**TEXT SEGMENT**:

--- START ---

The basics of the story are similar to Laserblast, but Deadly Weapon differs in significant ways. The weapon is of Army origin instead of an alien weapon, which might seem like a cursory difference but it actually causes the films to take different courses and feel completely different. While the kid in Laserblast roams the countryside exploding everything in sight, contracting some kind of space sickness along the way, the Deadly Weapon kid holes up in his local arcade with a bunch of hostages and his newly acquired girlfriend. Huh? How does he LASERBLAST stuff if it’s suddenly a siege movie?

The quick answer is that he doesn’t, but to be fair there are a couple of good, old-fashioned LASERBLASTs. They are definitely not the main attraction, although Deadly Weapon does deal out some explosively ridiculous plot points and characters. For instance, when Zeke takes his hostages to the arcade, he strides over to a pinball machine and rips out its insides. When he’s extracted a suitable length of wire (who knew how much wiring there was inside a pinball machine!), he wraps it around his hostages and then plugs it in to electrify it. Does that make any kind of sense? Who knows, maybe it is plausible. I’ve never actually tried to do it, so what so I know!

Amidst all these strange hostage shenanigans, Zeke also manages to seduce his bully’s gorgeous girlfriend into totally falling for him. I know this is all happening in his head, but when she went head over heels for him I couldn’t help but wonder about her own sanity and/or trauma history. At first she’s involved with the jerk bully, and now she’s seduced by the allure of a mentally unstable guy with a ray gun who’s taking hostages? She needs some help! But a boy with a ray gun can dream, so the pair does fall for each other, and they even have a slow dance in the arcade!

--- END ---

**RECORDED DATA**:
--- START ---

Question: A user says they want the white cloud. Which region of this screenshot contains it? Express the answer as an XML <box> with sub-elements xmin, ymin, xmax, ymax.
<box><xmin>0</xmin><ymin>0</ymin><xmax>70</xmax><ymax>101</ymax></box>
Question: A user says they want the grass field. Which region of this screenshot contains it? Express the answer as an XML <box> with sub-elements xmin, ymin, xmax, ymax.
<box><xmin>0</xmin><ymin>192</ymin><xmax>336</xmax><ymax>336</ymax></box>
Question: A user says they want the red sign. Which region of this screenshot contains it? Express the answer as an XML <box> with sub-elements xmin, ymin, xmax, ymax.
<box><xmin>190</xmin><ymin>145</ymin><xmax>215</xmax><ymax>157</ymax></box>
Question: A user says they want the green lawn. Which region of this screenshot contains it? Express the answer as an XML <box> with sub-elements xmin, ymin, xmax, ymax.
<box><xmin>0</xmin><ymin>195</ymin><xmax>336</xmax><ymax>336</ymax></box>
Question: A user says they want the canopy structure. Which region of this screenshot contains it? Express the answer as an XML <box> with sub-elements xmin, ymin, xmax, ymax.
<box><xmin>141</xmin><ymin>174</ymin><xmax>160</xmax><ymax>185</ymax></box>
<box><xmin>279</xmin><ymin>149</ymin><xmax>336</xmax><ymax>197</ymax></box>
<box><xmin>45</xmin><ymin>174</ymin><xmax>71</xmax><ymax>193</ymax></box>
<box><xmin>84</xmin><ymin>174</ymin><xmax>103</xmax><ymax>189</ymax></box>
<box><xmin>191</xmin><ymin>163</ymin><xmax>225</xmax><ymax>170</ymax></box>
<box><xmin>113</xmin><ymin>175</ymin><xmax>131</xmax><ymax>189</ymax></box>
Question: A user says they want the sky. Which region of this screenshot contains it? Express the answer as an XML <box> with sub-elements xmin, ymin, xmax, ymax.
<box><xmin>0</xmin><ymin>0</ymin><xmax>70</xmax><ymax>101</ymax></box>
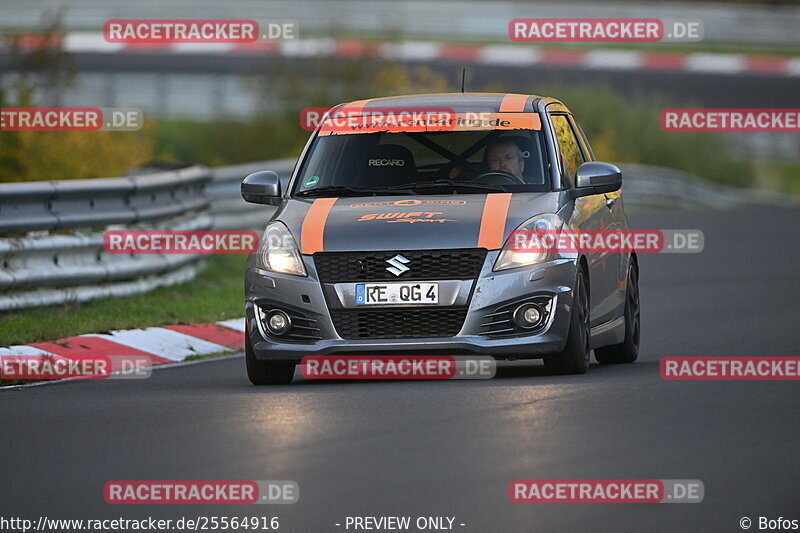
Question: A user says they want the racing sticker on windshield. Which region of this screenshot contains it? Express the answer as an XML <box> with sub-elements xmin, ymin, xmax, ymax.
<box><xmin>319</xmin><ymin>110</ymin><xmax>542</xmax><ymax>136</ymax></box>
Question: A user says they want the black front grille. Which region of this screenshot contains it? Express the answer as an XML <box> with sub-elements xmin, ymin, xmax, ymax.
<box><xmin>314</xmin><ymin>248</ymin><xmax>486</xmax><ymax>283</ymax></box>
<box><xmin>331</xmin><ymin>307</ymin><xmax>467</xmax><ymax>339</ymax></box>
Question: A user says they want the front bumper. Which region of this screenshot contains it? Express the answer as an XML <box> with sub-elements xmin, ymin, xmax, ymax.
<box><xmin>245</xmin><ymin>251</ymin><xmax>577</xmax><ymax>361</ymax></box>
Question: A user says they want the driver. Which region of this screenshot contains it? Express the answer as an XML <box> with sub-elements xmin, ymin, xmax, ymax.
<box><xmin>486</xmin><ymin>137</ymin><xmax>525</xmax><ymax>178</ymax></box>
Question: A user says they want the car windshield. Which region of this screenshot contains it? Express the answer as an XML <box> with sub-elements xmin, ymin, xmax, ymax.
<box><xmin>293</xmin><ymin>129</ymin><xmax>550</xmax><ymax>196</ymax></box>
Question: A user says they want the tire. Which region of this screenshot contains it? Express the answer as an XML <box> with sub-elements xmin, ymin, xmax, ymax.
<box><xmin>594</xmin><ymin>262</ymin><xmax>641</xmax><ymax>365</ymax></box>
<box><xmin>544</xmin><ymin>270</ymin><xmax>591</xmax><ymax>375</ymax></box>
<box><xmin>244</xmin><ymin>338</ymin><xmax>296</xmax><ymax>385</ymax></box>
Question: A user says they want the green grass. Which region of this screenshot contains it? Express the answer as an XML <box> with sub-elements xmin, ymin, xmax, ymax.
<box><xmin>755</xmin><ymin>159</ymin><xmax>800</xmax><ymax>196</ymax></box>
<box><xmin>0</xmin><ymin>255</ymin><xmax>246</xmax><ymax>346</ymax></box>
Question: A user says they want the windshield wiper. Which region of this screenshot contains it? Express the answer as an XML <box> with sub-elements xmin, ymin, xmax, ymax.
<box><xmin>295</xmin><ymin>185</ymin><xmax>406</xmax><ymax>197</ymax></box>
<box><xmin>386</xmin><ymin>180</ymin><xmax>506</xmax><ymax>192</ymax></box>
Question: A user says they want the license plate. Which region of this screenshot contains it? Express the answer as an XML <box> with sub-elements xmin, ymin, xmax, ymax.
<box><xmin>356</xmin><ymin>283</ymin><xmax>439</xmax><ymax>305</ymax></box>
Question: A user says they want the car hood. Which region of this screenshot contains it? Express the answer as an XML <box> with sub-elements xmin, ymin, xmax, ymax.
<box><xmin>275</xmin><ymin>193</ymin><xmax>557</xmax><ymax>254</ymax></box>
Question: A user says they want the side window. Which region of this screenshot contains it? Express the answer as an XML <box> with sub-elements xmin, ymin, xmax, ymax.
<box><xmin>569</xmin><ymin>116</ymin><xmax>595</xmax><ymax>161</ymax></box>
<box><xmin>550</xmin><ymin>115</ymin><xmax>584</xmax><ymax>188</ymax></box>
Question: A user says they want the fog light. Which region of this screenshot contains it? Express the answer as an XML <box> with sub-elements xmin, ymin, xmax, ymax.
<box><xmin>514</xmin><ymin>304</ymin><xmax>542</xmax><ymax>328</ymax></box>
<box><xmin>267</xmin><ymin>311</ymin><xmax>292</xmax><ymax>335</ymax></box>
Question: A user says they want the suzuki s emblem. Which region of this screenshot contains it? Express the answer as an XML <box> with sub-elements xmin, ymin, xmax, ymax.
<box><xmin>386</xmin><ymin>254</ymin><xmax>411</xmax><ymax>276</ymax></box>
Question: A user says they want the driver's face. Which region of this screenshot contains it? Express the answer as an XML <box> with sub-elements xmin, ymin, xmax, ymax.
<box><xmin>489</xmin><ymin>144</ymin><xmax>525</xmax><ymax>178</ymax></box>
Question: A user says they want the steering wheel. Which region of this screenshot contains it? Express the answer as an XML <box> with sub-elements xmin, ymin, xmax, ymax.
<box><xmin>472</xmin><ymin>170</ymin><xmax>525</xmax><ymax>185</ymax></box>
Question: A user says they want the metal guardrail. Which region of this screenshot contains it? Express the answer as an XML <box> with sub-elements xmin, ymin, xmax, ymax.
<box><xmin>0</xmin><ymin>159</ymin><xmax>797</xmax><ymax>311</ymax></box>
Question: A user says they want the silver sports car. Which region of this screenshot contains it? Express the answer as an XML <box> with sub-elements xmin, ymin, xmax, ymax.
<box><xmin>242</xmin><ymin>93</ymin><xmax>640</xmax><ymax>384</ymax></box>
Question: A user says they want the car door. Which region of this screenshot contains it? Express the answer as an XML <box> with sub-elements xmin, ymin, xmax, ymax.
<box><xmin>548</xmin><ymin>111</ymin><xmax>619</xmax><ymax>326</ymax></box>
<box><xmin>569</xmin><ymin>115</ymin><xmax>630</xmax><ymax>320</ymax></box>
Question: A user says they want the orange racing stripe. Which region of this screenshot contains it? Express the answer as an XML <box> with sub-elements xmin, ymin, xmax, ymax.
<box><xmin>300</xmin><ymin>198</ymin><xmax>338</xmax><ymax>255</ymax></box>
<box><xmin>500</xmin><ymin>94</ymin><xmax>528</xmax><ymax>113</ymax></box>
<box><xmin>478</xmin><ymin>192</ymin><xmax>511</xmax><ymax>250</ymax></box>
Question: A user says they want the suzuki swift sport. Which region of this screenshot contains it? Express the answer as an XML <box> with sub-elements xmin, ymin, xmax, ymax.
<box><xmin>242</xmin><ymin>93</ymin><xmax>639</xmax><ymax>385</ymax></box>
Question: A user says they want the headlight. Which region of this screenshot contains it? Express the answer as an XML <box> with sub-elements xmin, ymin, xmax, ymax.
<box><xmin>257</xmin><ymin>221</ymin><xmax>307</xmax><ymax>276</ymax></box>
<box><xmin>492</xmin><ymin>213</ymin><xmax>564</xmax><ymax>272</ymax></box>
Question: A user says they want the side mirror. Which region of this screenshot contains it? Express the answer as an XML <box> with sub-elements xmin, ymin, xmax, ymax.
<box><xmin>242</xmin><ymin>170</ymin><xmax>281</xmax><ymax>205</ymax></box>
<box><xmin>575</xmin><ymin>161</ymin><xmax>622</xmax><ymax>196</ymax></box>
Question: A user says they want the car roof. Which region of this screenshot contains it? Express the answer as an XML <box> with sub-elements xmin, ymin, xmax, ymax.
<box><xmin>334</xmin><ymin>93</ymin><xmax>569</xmax><ymax>113</ymax></box>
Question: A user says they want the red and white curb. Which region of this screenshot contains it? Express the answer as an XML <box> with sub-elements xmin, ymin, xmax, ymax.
<box><xmin>3</xmin><ymin>33</ymin><xmax>800</xmax><ymax>76</ymax></box>
<box><xmin>0</xmin><ymin>318</ymin><xmax>245</xmax><ymax>374</ymax></box>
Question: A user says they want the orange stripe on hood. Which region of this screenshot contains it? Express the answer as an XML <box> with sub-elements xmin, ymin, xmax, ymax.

--- END ---

**ASSIGNED TASK**:
Reproduce the passage of the Deadly Weapon review above word for word, starting at "The basics of" and ending at "a siege movie?".

**PROBLEM SOLUTION**:
The basics of the story are similar to Laserblast, but Deadly Weapon differs in significant ways. The weapon is of Army origin instead of an alien weapon, which might seem like a cursory difference but it actually causes the films to take different courses and feel completely different. While the kid in Laserblast roams the countryside exploding everything in sight, contracting some kind of space sickness along the way, the Deadly Weapon kid holes up in his local arcade with a bunch of hostages and his newly acquired girlfriend. Huh? How does he LASERBLAST stuff if it’s suddenly a siege movie?